**Task goal**
Word for word, transcribe the data below from the line with "sample for one instance: <point>180,247</point>, one" to the line with "point at the dried flower cluster", keeping both of those lines.

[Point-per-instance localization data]
Content starts

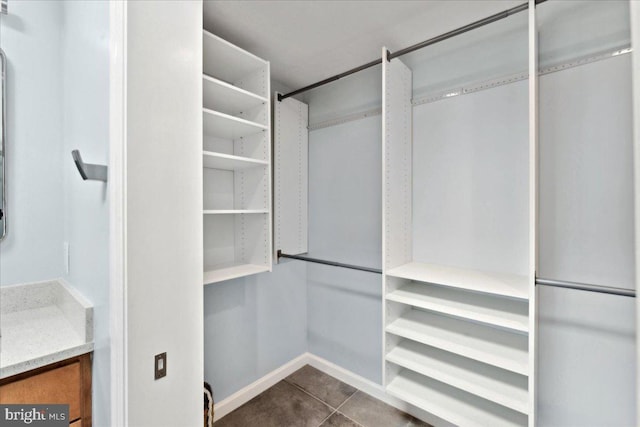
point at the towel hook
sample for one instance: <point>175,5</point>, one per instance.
<point>88,170</point>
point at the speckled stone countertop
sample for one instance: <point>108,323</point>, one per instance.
<point>40,324</point>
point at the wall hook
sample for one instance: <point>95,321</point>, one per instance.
<point>88,170</point>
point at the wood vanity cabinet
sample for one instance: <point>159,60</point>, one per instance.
<point>65,382</point>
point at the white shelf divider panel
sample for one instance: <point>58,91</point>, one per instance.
<point>494,384</point>
<point>228,62</point>
<point>225,126</point>
<point>234,211</point>
<point>229,162</point>
<point>507,285</point>
<point>226,98</point>
<point>503,312</point>
<point>220,274</point>
<point>485,344</point>
<point>452,404</point>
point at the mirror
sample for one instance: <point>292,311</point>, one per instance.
<point>3,207</point>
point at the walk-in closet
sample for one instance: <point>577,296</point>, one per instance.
<point>331,213</point>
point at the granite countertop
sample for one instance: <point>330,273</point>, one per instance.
<point>42,323</point>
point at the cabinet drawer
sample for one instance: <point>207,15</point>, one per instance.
<point>59,385</point>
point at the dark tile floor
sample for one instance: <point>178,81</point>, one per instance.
<point>311,398</point>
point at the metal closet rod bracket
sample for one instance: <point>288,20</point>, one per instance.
<point>325,262</point>
<point>88,170</point>
<point>390,55</point>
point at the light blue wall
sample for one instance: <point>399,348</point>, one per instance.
<point>31,39</point>
<point>345,306</point>
<point>85,107</point>
<point>58,100</point>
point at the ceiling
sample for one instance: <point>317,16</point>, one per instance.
<point>307,41</point>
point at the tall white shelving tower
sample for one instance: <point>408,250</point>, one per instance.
<point>236,159</point>
<point>459,342</point>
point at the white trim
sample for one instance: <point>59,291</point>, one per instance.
<point>369,387</point>
<point>247,393</point>
<point>117,211</point>
<point>533,208</point>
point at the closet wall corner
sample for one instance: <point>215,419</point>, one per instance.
<point>236,161</point>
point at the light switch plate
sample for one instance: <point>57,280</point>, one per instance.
<point>161,365</point>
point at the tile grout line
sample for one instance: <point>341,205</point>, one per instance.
<point>340,406</point>
<point>327,417</point>
<point>343,403</point>
<point>317,398</point>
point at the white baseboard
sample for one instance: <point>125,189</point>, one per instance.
<point>366,386</point>
<point>247,393</point>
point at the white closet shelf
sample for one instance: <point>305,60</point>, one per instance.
<point>234,211</point>
<point>497,385</point>
<point>503,312</point>
<point>508,285</point>
<point>223,125</point>
<point>222,96</point>
<point>485,344</point>
<point>451,404</point>
<point>234,271</point>
<point>212,160</point>
<point>227,62</point>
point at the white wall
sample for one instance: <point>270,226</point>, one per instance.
<point>344,306</point>
<point>85,118</point>
<point>163,219</point>
<point>31,38</point>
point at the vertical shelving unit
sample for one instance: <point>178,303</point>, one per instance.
<point>236,158</point>
<point>458,342</point>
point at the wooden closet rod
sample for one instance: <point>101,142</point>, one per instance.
<point>586,287</point>
<point>332,263</point>
<point>434,40</point>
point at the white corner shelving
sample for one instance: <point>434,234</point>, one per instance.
<point>226,98</point>
<point>220,273</point>
<point>236,159</point>
<point>508,285</point>
<point>229,162</point>
<point>225,126</point>
<point>488,382</point>
<point>450,403</point>
<point>485,344</point>
<point>501,312</point>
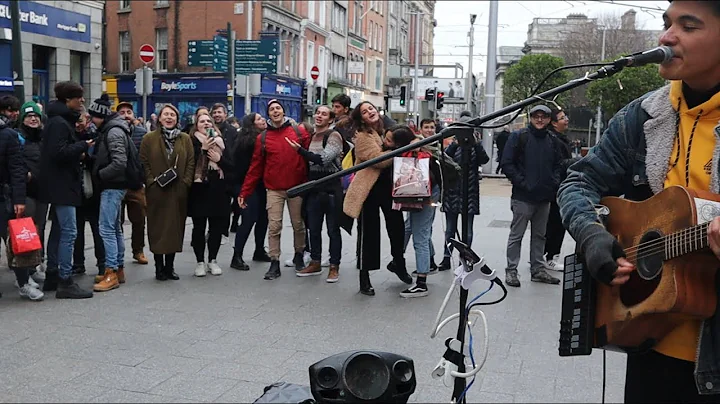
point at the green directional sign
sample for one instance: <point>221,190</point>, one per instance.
<point>200,53</point>
<point>256,56</point>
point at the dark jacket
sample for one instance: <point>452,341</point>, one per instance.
<point>452,200</point>
<point>111,153</point>
<point>31,154</point>
<point>61,180</point>
<point>533,168</point>
<point>13,171</point>
<point>631,159</point>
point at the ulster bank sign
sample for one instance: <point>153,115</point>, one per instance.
<point>45,20</point>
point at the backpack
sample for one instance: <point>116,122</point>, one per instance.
<point>263,135</point>
<point>134,173</point>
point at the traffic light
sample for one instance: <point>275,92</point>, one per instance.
<point>439,100</point>
<point>429,94</point>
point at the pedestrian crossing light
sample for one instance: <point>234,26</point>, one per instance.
<point>439,98</point>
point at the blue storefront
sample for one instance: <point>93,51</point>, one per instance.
<point>188,92</point>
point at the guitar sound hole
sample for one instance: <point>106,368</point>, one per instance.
<point>650,256</point>
<point>645,279</point>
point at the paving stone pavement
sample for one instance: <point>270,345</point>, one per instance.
<point>222,339</point>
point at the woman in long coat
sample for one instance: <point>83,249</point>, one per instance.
<point>165,148</point>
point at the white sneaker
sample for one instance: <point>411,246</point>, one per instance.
<point>29,292</point>
<point>214,268</point>
<point>31,282</point>
<point>200,269</point>
<point>554,264</point>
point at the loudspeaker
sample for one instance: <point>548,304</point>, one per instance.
<point>363,377</point>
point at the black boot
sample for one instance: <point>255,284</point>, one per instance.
<point>238,263</point>
<point>51,280</point>
<point>365,285</point>
<point>261,256</point>
<point>68,289</point>
<point>159,271</point>
<point>170,270</point>
<point>274,271</point>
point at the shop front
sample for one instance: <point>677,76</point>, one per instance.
<point>60,41</point>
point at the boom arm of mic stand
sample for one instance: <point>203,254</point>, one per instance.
<point>603,72</point>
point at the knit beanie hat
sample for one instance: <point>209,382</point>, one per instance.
<point>29,107</point>
<point>273,101</point>
<point>100,108</point>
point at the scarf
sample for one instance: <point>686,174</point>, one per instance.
<point>204,164</point>
<point>169,137</point>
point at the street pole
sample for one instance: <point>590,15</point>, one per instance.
<point>598,119</point>
<point>231,68</point>
<point>417,66</point>
<point>468,86</point>
<point>248,97</point>
<point>490,80</point>
<point>19,76</point>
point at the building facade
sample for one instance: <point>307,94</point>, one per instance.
<point>61,40</point>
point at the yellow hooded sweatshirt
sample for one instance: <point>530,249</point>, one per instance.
<point>691,170</point>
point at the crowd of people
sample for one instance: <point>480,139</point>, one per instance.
<point>74,166</point>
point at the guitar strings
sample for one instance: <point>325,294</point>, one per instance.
<point>672,242</point>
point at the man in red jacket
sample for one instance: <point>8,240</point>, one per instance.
<point>280,168</point>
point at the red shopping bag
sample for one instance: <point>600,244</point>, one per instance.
<point>23,235</point>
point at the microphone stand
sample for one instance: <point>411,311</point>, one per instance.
<point>464,133</point>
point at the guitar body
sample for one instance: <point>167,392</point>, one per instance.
<point>661,293</point>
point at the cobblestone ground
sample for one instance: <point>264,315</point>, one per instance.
<point>222,339</point>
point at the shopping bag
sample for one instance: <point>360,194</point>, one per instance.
<point>411,178</point>
<point>23,236</point>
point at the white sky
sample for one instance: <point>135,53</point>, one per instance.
<point>453,24</point>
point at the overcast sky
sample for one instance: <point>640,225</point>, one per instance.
<point>453,24</point>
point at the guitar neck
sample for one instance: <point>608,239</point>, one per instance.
<point>685,241</point>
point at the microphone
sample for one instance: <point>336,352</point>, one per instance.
<point>661,54</point>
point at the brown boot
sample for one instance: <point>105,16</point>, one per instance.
<point>109,281</point>
<point>140,259</point>
<point>333,274</point>
<point>313,268</point>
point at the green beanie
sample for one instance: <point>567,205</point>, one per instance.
<point>29,107</point>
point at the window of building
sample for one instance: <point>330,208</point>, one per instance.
<point>378,75</point>
<point>124,47</point>
<point>161,48</point>
<point>339,18</point>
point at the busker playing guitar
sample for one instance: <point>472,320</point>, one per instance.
<point>665,138</point>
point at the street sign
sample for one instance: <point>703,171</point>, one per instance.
<point>200,53</point>
<point>147,53</point>
<point>256,56</point>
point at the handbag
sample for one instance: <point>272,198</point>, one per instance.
<point>23,236</point>
<point>168,176</point>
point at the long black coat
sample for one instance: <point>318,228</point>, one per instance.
<point>61,179</point>
<point>452,198</point>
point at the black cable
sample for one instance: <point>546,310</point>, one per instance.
<point>535,91</point>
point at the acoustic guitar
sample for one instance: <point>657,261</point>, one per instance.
<point>665,237</point>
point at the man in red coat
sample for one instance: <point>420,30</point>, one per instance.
<point>280,168</point>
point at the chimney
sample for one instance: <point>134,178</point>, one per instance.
<point>628,20</point>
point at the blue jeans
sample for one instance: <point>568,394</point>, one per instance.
<point>452,228</point>
<point>61,241</point>
<point>321,205</point>
<point>111,227</point>
<point>421,228</point>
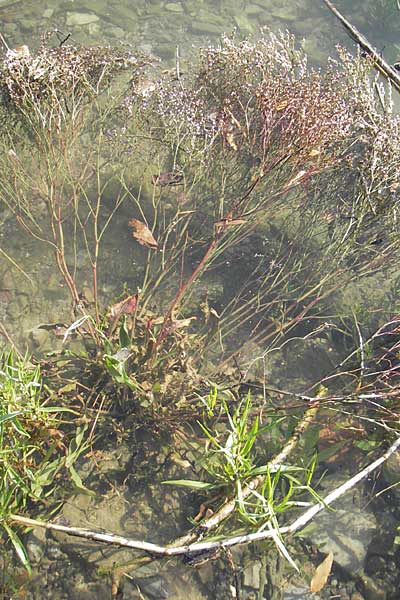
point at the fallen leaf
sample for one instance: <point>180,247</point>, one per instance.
<point>20,51</point>
<point>282,105</point>
<point>322,573</point>
<point>143,234</point>
<point>125,307</point>
<point>230,139</point>
<point>296,179</point>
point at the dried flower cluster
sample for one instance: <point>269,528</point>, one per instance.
<point>44,81</point>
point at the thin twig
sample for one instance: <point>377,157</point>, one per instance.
<point>379,63</point>
<point>173,550</point>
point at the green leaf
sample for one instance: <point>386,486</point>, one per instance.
<point>78,482</point>
<point>124,339</point>
<point>10,416</point>
<point>192,484</point>
<point>19,547</point>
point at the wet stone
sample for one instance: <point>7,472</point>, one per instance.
<point>48,13</point>
<point>251,575</point>
<point>174,7</point>
<point>77,19</point>
<point>40,338</point>
<point>200,28</point>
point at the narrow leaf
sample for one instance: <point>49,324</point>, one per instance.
<point>322,573</point>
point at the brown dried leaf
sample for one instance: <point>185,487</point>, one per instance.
<point>296,179</point>
<point>143,234</point>
<point>125,307</point>
<point>20,51</point>
<point>230,140</point>
<point>322,573</point>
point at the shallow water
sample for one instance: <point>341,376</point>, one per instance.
<point>157,28</point>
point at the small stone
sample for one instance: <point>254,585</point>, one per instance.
<point>174,7</point>
<point>372,589</point>
<point>54,552</point>
<point>200,28</point>
<point>251,575</point>
<point>93,28</point>
<point>40,337</point>
<point>48,13</point>
<point>77,19</point>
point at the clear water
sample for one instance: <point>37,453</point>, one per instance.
<point>157,28</point>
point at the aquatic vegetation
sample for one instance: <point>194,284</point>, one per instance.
<point>277,179</point>
<point>35,448</point>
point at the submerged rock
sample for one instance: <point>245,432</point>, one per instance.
<point>77,19</point>
<point>347,530</point>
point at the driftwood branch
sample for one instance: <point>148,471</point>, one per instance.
<point>174,550</point>
<point>228,508</point>
<point>379,63</point>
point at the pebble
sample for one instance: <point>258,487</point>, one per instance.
<point>174,7</point>
<point>77,19</point>
<point>48,13</point>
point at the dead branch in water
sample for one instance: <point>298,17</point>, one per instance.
<point>175,550</point>
<point>379,63</point>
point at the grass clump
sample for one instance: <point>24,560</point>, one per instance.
<point>35,449</point>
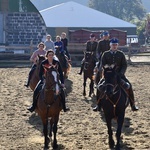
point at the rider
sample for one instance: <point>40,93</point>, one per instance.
<point>49,43</point>
<point>34,58</point>
<point>91,46</point>
<point>103,45</point>
<point>59,45</point>
<point>65,43</point>
<point>117,57</point>
<point>49,61</point>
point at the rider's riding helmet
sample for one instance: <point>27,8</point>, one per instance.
<point>92,35</point>
<point>105,33</point>
<point>114,41</point>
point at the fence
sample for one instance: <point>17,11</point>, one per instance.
<point>19,56</point>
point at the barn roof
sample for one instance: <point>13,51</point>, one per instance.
<point>71,14</point>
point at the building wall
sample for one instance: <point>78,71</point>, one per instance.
<point>22,23</point>
<point>1,28</point>
<point>21,28</point>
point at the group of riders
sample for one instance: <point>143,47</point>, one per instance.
<point>48,49</point>
<point>105,51</point>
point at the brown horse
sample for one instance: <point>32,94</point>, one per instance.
<point>35,76</point>
<point>49,105</point>
<point>62,60</point>
<point>89,65</point>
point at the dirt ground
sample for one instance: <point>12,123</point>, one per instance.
<point>81,128</point>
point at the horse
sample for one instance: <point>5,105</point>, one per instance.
<point>89,64</point>
<point>62,59</point>
<point>35,76</point>
<point>49,105</point>
<point>97,78</point>
<point>114,102</point>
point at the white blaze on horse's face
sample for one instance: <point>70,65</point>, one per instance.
<point>55,78</point>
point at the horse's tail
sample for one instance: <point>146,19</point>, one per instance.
<point>69,68</point>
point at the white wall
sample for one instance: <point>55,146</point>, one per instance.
<point>1,29</point>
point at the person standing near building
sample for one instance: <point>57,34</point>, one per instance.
<point>91,46</point>
<point>40,51</point>
<point>49,43</point>
<point>65,43</point>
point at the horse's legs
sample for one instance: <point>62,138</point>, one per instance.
<point>119,128</point>
<point>91,88</point>
<point>50,129</point>
<point>45,131</point>
<point>55,131</point>
<point>111,141</point>
<point>84,85</point>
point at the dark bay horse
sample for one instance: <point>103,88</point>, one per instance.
<point>62,58</point>
<point>89,64</point>
<point>97,78</point>
<point>114,103</point>
<point>35,76</point>
<point>49,105</point>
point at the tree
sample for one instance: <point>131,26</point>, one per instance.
<point>123,9</point>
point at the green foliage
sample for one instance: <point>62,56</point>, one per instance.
<point>140,25</point>
<point>123,9</point>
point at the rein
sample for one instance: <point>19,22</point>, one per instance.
<point>114,104</point>
<point>52,87</point>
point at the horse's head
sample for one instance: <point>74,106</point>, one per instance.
<point>111,79</point>
<point>40,59</point>
<point>88,56</point>
<point>52,79</point>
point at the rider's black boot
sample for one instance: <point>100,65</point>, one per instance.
<point>33,106</point>
<point>35,96</point>
<point>81,70</point>
<point>63,100</point>
<point>132,101</point>
<point>30,75</point>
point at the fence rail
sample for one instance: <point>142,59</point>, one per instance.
<point>10,55</point>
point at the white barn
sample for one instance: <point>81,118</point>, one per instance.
<point>73,16</point>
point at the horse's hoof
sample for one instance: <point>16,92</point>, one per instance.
<point>48,140</point>
<point>84,94</point>
<point>117,147</point>
<point>111,144</point>
<point>46,147</point>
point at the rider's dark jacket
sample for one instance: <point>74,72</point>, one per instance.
<point>103,45</point>
<point>91,46</point>
<point>117,58</point>
<point>46,63</point>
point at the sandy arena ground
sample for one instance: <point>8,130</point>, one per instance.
<point>79,129</point>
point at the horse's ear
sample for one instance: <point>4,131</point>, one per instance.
<point>106,66</point>
<point>46,68</point>
<point>112,66</point>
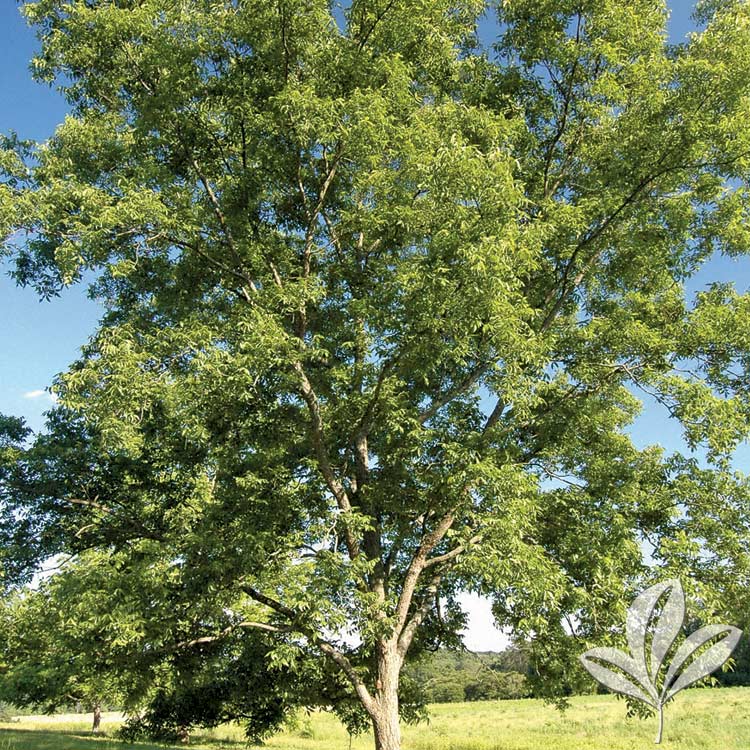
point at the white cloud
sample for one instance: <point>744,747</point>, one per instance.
<point>481,633</point>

Content ends

**Answer for this exercise**
sample for one instance: <point>180,247</point>, one per instance.
<point>20,51</point>
<point>282,105</point>
<point>322,573</point>
<point>143,234</point>
<point>125,307</point>
<point>230,139</point>
<point>296,179</point>
point at the dried flower cluster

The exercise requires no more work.